原文抜粋
■ ■ ■ ■ ■ ■ ■

値動き重視・値上り益を狙った投資スタンス

転換価格と現在の株価が近いCBは、株価連動性が高く、値上り益を積極的に狙える銘柄と言えるでしょう。しかし、既に株価との連動性を評価されて額面100円を上回る価格水準となっているCBを購入した場合、償還まで保有すると額面の100円で償還されますので、値下がりリスクが発生することになります。

値上りを期待して株価連動性の高いCBを購入する場合には、その銘柄の株式的価値や債券的価値を検討し、さらに将来の株価の値上がりが期待できるかどうかを慎重に考慮した上で、銘柄選択をすることが重要です。

CBの株式的な価値をはかる指標としては『パリティ』が用いられます。
株価から見て、CBがこれだけの価値をもっているという理論価格で、額面100円に対していくらかという金額で表します。

パリティ(円)= 株価÷転換価格×100

このようにパリティ価格を比較することによって、株式的価値の高さがはかれます。

■ ■ ■ ■ ■ ■ ■

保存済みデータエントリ
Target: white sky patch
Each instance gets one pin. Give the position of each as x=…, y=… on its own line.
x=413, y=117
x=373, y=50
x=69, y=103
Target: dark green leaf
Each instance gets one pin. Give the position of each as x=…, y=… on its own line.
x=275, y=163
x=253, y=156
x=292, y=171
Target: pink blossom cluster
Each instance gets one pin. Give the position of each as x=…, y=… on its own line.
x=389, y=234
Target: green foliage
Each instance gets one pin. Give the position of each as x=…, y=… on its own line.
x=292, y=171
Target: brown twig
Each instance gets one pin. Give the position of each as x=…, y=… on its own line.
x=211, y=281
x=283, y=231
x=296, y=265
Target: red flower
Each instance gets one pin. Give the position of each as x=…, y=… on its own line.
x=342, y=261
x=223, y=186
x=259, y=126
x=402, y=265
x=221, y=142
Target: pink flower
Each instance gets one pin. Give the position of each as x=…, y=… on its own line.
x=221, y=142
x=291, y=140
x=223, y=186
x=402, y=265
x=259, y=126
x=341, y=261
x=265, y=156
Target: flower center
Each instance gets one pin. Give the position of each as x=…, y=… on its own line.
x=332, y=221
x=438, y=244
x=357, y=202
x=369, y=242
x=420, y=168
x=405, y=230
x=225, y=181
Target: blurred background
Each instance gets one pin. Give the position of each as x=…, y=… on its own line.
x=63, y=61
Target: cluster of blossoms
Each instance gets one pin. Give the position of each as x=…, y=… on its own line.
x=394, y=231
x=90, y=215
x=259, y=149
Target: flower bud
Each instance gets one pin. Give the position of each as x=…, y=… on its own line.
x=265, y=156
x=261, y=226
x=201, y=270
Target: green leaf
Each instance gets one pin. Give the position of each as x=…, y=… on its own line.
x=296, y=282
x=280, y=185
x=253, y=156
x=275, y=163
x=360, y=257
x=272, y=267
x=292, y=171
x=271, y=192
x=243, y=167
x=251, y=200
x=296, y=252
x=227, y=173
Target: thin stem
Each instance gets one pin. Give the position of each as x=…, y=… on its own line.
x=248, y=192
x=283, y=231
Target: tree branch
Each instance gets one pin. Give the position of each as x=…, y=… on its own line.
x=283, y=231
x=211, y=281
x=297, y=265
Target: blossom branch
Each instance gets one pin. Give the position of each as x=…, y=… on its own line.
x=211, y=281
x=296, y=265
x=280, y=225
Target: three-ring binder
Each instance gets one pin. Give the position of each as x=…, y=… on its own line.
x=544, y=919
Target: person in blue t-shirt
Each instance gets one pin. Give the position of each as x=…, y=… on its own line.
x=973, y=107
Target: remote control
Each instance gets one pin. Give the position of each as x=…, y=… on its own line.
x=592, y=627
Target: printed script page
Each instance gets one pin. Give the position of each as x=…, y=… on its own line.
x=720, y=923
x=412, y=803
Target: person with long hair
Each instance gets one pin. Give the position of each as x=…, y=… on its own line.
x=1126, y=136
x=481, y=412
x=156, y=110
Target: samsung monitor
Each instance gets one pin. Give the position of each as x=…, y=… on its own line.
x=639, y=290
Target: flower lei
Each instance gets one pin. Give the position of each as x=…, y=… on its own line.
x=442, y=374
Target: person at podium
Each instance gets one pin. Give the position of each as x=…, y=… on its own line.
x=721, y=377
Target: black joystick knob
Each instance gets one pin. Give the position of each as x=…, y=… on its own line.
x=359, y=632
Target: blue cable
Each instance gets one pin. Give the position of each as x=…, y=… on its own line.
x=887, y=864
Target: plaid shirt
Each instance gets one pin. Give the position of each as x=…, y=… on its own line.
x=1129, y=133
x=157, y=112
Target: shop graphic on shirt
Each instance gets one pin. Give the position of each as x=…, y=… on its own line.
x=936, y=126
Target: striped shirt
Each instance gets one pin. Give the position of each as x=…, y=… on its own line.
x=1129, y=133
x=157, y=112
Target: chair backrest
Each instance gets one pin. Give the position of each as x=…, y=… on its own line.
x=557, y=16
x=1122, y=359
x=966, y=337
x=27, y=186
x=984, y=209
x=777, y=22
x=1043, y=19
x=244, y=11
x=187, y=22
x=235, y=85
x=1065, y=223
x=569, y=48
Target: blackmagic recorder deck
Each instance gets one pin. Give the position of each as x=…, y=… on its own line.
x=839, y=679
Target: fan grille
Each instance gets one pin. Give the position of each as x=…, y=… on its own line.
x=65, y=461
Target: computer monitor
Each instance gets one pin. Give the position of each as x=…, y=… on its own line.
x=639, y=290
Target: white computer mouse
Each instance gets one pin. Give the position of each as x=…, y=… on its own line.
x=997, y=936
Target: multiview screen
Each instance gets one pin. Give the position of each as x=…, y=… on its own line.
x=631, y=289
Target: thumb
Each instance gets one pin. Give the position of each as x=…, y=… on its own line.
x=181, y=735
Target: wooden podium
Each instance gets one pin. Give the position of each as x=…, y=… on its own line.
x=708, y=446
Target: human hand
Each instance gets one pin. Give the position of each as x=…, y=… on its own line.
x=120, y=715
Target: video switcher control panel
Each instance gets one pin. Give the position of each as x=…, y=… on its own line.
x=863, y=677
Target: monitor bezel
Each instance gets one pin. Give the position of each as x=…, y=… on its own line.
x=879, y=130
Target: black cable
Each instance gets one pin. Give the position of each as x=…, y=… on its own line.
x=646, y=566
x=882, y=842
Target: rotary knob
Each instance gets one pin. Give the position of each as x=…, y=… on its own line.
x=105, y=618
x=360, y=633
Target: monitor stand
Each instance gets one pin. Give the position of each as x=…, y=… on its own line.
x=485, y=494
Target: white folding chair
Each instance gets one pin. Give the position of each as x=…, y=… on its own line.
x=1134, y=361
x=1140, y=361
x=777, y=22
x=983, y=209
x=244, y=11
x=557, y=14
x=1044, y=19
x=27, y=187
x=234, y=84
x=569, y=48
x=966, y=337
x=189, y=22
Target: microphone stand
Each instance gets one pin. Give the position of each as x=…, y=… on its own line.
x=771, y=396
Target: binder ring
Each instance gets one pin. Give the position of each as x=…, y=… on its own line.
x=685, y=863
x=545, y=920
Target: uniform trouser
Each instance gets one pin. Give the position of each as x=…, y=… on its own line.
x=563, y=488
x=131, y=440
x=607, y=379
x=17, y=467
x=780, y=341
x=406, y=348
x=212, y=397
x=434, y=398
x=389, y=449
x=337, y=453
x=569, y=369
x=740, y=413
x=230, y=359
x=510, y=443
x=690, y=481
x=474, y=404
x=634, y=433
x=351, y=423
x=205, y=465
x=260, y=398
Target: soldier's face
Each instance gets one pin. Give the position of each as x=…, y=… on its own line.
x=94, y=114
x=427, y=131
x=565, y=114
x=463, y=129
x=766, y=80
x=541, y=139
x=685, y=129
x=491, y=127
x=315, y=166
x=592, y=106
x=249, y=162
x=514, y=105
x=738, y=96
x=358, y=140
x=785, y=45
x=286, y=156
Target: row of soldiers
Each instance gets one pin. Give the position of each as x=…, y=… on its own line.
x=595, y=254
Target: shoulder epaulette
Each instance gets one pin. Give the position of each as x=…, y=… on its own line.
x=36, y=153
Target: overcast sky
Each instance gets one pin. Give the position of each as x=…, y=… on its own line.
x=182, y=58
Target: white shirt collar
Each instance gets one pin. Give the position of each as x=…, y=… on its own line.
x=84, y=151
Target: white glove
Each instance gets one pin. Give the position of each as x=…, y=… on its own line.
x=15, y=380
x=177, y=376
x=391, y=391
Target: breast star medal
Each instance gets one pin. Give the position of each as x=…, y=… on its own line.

■ ■ ■ ■ ■ ■ ■

やること
CBの投資スタンスに関する文章の続きを、最後の文のあとから書いてください。 アイテムはここでは使いません。

回答
ただ、実際CBが取り引きされている価格は、パリティどおりではありません。
債券的な価値や様々な要因によって、通常はパリティより高く買われる他、銘柄によっては安い値段がついたりします。

この、パリティ(理論価格)とCBの市場価格との差を『カイリ』と呼び、CBの価格がパリティよりどの程度高いか低いかを示した指標が『カイリ率』です。

カイリ率(%)=(CB価格-パリティ)÷パリティ×100

カイリ率が小さいほどCB価格と理論価格との差が少なく、株価連動性は高いと言えるでしょう。またカイリ率が大きい銘柄は、株価との連動性が乏しいという事になりますが、どの程度のカイリ率で株価と連動性を評価するかということは、個々の銘柄により条件が異なる他、株価の先高期待などによっても評価が分かれるところです。

利回りを重視した投資スタンス

マーケットで額面100円を割り込んだ価格水準にある銘柄を購入して、償還まで保有すればその差額『償還差益』を得ることができます。同時に一定の利息(クーポン)も受け取れるわけですから、高い利回りを実現することも可能です。ただし、100円を大きく割り込んだ価格水準となっている銘柄は、株価が転換価格を大きく下回っているケースがほとんどで、多少の株価の値動きでは、CBの価格に変化を与えることはありません。

CBの債券的な価値を重視して、好利回り銘柄を選定する為には、『直接利回り』と『最終利回り』をチェックすることが必要です。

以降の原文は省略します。